Pull out each line of the data below that contains the string "jersey", and copy every one of those lines.
* Start INPUT FOR THIS TASK *
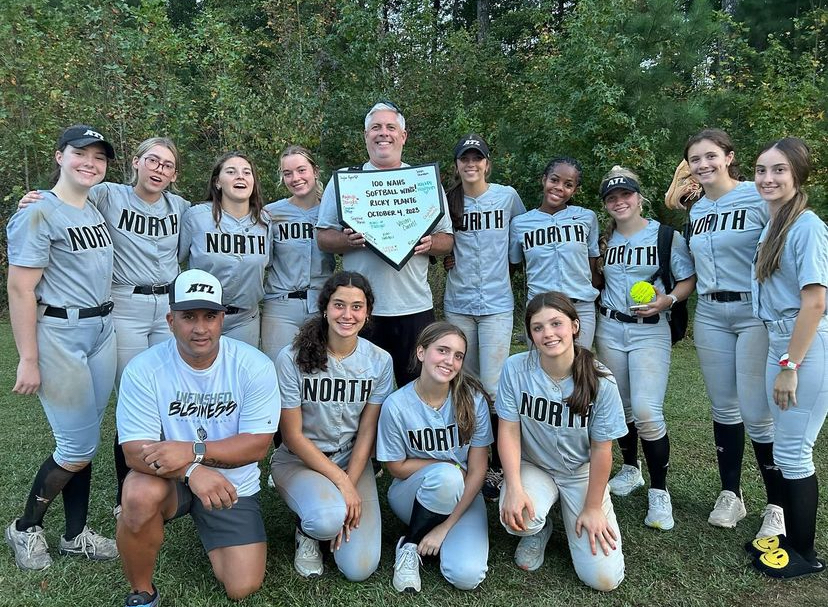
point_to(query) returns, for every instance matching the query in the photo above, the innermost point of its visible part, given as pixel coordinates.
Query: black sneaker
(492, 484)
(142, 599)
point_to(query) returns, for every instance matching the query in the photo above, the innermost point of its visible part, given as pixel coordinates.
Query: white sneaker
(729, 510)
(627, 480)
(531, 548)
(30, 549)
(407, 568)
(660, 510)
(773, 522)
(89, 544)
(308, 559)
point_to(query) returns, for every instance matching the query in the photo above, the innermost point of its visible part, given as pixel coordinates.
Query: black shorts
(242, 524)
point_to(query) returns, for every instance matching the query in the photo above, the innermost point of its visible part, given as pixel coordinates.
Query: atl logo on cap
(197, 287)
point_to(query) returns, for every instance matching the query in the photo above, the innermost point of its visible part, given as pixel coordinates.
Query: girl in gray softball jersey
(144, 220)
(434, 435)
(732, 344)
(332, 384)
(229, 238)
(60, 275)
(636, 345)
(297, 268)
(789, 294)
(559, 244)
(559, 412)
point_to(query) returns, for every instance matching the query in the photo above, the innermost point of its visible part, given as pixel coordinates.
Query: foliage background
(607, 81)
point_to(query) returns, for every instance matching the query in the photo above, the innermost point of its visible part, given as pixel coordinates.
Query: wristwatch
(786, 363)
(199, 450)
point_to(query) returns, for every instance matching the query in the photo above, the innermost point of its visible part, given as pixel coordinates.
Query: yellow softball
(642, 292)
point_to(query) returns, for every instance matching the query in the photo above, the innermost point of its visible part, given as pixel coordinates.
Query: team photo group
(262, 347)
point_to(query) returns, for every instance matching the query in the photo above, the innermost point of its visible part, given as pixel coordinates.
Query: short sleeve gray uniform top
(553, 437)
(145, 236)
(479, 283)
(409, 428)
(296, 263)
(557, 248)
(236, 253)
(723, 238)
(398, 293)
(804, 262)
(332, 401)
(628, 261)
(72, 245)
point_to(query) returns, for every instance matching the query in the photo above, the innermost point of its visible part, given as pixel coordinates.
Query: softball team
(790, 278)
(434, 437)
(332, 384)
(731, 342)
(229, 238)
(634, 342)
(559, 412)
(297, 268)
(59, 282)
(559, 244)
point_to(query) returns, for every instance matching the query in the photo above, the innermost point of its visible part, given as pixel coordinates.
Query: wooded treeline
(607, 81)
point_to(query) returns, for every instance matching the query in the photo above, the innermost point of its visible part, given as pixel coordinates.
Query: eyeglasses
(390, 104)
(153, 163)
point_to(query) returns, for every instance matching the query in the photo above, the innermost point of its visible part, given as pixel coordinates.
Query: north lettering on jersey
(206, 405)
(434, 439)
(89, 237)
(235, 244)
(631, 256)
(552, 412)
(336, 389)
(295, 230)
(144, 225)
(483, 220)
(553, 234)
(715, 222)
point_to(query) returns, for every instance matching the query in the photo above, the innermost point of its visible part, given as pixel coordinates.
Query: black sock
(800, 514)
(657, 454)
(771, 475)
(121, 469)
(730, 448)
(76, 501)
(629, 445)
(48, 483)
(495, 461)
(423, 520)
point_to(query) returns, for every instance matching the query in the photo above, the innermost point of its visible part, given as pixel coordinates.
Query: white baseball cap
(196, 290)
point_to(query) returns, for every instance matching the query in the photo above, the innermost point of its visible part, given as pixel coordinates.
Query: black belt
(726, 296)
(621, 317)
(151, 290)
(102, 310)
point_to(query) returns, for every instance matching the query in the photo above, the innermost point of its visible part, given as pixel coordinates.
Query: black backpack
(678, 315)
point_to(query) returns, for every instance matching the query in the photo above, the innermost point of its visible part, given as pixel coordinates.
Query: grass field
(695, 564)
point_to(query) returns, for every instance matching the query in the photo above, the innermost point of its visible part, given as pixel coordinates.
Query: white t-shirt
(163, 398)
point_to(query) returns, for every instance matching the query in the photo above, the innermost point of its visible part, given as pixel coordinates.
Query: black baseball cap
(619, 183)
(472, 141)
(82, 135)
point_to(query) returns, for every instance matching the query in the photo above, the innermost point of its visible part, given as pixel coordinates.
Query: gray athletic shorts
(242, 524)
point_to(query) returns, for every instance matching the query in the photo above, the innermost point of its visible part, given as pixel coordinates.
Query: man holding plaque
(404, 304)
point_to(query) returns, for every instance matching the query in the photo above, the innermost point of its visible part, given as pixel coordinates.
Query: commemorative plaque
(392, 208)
* End INPUT FOR THIS TASK *
• PROBLEM SOLUTION:
Query: girl in gray softball jersey
Query: north lettering on jersey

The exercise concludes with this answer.